» CONSIGNE
Répondez aux questions suivantes d'après l'extrait sur le vélo outre-mer :
1. À quel projet la grande piste cyclable ne doit-elle pas s'opposer, selon la réserve formulée au début ?
2. Quel développement encourage aujourd'hui le choix des pistes cyclables ?
3. Quelles sections échappent à un temps de transport long et imprévisible ?

» EXTRAIT À LIRE
>>>>>
Quand les territoires d'Outre-mer doivent se mettre massivement au vélo...

Cet article est une contribution de Matthieu BERGOT, à laquelle nous souscrivons pleinement, hormis une petite réserve : Le projet d'une grande piste cyclable ne doit pas s'opposer au projet d'une grande route dorsale multimodale en Martinique (voir ici) qui, à notre sens, contribuera à désenclaver le territoire et à réduire considérablement l'impact environnemental des bouchons automobiles actuels.

La mobilité outre-mer s’est largement développée autour de la voiture, devenue même parfois un objet culte, dont le développement hypertrophié a atteint ses limites. Et s’il était temps de renverser la table, et de développer massivement des pistes cyclables ? Il ne s’agit pas d’une lubie écolo mais d’un acte stratégique, qu’encourage aujourd’hui le développement des vélos à assistance électrique : moins de pollution, moins d’impact sur l’environnement, une meilleure santé, moins d’embouteillages, une vie professionnelle facilitée, c’est aussi et surtout une manière d’anticiper et d’organiser la résilience des territoires face aux périls, notamment énergétiques, à venir et certains.

Le tout-automobile dans les outre-mer : un modèle à bout de souffle

Le modèle du « tout-voiture », adopté tacitement au fil des années percute aujourd’hui une réalité cruelle et aux facettes multiples:

  • Le trafic est désespérément lent aux endroits plus critiques des territoires, avec un impact non seulement sur la durée des trajets mais aussi sur la pollution.
  • Le temps de transport est long et imprévisible (hors sections type TSCP qui ne représentent qu’une fraction du réseau)
  • La capillarité des transports en commun est insuffisante et leur fiabilité doit être améliorée (temps de parcours, jours de non-grève, etc.)
  • L’obligation de facto de disposer d’une voiture crée une barrière à l’entrée de toute activité qui a besoin de mobilité, notamment pour les plus démunis. 
  • Le coût des carburants – on l’a vu récemment – devient une épée de Damoclès pour les budgets des plus démunis, et pour la paix sociale.
  • L’économie et la vie sociale (entreprises, écoles, administrations etc.) sont congestionnés par ces temps de transport.
  • Le coût environnemental et climatique est gigantesque (Gaz à effet de serre, pollution de l’air, déchets, VHU, etc.)

Ce modèle est à bout de souffle, il n’a aucun avenir sans une modification profonde.
<<<<<
» DONNÉES FOURNIES
>>>>>
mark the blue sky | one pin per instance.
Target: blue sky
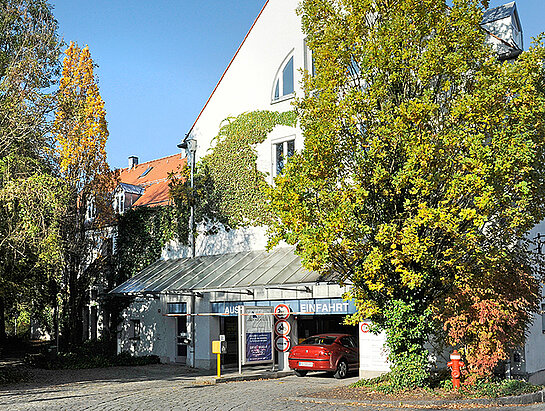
<<<<<
» CORRIGÉ
1. Au projet d'une grande route dorsale multimodale en Martinique.
2. Le développement des vélos à assistance électrique.
3. Les sections type TSCP.